### Data for the task
-------------------------
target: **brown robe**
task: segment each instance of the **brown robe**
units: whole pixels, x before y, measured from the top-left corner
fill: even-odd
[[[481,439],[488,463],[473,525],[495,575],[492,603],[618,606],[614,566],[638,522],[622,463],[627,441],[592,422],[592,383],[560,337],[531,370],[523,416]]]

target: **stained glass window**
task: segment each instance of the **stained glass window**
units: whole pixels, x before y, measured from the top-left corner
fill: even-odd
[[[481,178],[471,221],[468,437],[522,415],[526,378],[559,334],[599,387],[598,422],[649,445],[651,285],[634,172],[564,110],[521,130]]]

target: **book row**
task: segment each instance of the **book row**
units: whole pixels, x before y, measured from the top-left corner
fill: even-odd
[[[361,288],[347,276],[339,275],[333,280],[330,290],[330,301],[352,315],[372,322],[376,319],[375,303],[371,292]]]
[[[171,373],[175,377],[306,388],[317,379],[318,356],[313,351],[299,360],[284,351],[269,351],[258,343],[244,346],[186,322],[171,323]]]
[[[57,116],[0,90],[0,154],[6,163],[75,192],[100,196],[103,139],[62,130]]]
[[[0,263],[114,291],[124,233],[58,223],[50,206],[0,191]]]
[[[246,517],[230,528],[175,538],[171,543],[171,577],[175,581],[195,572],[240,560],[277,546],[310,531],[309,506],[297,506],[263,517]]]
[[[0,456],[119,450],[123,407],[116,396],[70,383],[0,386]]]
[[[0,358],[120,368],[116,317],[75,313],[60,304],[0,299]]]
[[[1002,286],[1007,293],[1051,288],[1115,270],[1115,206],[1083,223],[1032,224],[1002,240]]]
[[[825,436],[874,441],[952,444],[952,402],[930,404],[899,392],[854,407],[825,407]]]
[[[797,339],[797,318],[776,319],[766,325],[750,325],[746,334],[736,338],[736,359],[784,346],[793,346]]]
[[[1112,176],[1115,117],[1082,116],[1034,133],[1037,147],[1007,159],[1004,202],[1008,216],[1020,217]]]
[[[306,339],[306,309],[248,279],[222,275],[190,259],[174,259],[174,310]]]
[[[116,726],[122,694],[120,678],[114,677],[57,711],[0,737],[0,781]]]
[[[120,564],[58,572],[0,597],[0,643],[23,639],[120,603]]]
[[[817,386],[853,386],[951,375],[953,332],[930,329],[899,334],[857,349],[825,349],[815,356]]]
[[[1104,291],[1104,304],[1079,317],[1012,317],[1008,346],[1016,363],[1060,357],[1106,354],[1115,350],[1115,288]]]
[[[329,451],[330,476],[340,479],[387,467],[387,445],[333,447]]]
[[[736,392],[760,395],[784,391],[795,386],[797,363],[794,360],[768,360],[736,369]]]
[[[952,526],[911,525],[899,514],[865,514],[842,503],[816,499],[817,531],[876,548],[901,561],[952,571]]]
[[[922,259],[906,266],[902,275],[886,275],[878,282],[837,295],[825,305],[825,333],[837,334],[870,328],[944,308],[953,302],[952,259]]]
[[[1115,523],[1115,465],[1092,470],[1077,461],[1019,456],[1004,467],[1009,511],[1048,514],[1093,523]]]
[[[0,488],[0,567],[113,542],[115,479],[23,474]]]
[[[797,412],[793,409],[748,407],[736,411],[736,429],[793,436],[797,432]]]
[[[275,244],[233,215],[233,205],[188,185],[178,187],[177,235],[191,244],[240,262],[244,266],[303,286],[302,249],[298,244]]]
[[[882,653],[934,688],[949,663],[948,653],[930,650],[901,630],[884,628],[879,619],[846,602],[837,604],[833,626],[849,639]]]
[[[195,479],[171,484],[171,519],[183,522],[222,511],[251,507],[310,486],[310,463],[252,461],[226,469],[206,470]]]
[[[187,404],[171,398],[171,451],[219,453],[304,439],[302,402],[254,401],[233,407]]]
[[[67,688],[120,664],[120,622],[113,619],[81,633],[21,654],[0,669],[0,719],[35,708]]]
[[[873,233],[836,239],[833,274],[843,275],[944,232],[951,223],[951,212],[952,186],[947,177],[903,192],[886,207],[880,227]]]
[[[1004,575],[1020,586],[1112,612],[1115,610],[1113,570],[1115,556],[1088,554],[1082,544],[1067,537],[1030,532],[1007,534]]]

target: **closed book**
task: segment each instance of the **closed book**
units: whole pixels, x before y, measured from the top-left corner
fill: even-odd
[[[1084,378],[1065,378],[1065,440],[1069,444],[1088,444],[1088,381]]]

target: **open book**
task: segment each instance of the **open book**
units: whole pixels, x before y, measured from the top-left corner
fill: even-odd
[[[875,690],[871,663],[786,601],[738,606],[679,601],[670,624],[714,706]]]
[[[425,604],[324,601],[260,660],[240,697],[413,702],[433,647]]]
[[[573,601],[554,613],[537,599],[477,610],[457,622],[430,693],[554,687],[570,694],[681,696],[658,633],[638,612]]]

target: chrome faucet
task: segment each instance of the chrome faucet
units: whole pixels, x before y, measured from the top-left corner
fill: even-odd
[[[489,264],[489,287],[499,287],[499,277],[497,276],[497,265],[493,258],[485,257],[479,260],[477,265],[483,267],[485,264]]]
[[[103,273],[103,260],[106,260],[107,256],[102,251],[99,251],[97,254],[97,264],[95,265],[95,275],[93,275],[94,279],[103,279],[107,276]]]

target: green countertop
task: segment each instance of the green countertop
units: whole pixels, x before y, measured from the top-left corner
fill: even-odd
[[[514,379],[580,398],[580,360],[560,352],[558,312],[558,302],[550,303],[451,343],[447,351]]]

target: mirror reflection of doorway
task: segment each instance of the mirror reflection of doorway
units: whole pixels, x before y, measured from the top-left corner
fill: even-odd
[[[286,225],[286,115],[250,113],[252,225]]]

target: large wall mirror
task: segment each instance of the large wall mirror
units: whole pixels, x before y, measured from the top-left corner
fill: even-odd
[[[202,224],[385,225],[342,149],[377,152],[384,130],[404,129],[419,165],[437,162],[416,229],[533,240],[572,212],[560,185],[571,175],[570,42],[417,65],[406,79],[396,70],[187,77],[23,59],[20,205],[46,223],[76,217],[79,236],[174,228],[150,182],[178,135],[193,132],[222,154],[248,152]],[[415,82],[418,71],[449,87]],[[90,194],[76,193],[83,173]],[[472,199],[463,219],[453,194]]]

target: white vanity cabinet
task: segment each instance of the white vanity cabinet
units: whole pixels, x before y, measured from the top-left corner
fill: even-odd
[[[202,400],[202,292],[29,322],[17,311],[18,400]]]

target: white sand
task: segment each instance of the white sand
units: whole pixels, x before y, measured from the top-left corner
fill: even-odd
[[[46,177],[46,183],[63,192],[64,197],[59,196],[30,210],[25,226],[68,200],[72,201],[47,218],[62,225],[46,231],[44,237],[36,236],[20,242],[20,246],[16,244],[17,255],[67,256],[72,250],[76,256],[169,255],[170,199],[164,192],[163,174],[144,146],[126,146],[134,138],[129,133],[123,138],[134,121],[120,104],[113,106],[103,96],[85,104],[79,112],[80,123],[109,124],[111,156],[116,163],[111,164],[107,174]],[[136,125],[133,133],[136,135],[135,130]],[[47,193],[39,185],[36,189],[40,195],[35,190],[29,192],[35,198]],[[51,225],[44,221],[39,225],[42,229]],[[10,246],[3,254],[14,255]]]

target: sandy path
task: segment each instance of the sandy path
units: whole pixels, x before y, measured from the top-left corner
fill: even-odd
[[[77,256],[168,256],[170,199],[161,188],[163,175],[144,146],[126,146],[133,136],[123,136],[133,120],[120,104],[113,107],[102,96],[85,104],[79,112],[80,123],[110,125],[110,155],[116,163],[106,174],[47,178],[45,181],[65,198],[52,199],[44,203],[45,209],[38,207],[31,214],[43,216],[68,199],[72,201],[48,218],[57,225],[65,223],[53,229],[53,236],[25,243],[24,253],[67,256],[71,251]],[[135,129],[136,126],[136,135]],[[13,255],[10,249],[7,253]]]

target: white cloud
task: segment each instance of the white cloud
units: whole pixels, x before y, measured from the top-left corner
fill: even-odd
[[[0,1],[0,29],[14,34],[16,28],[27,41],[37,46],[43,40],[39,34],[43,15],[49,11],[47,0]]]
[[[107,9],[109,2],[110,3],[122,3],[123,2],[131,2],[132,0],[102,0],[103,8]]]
-------------------------
### Objective
In the listing above, find the line containing "target: white cloud", then reproduce it and each line after it through the end, exactly and with nothing added.

### Response to this task
target: white cloud
task: segment each instance of the white cloud
units: whole pixels, x before y, measured from the top-left corner
fill: even-odd
[[[0,1],[0,29],[14,34],[16,28],[27,41],[37,46],[43,40],[39,34],[43,15],[49,11],[47,0]]]
[[[107,9],[109,2],[110,3],[122,3],[123,2],[131,2],[132,0],[102,0],[103,8]]]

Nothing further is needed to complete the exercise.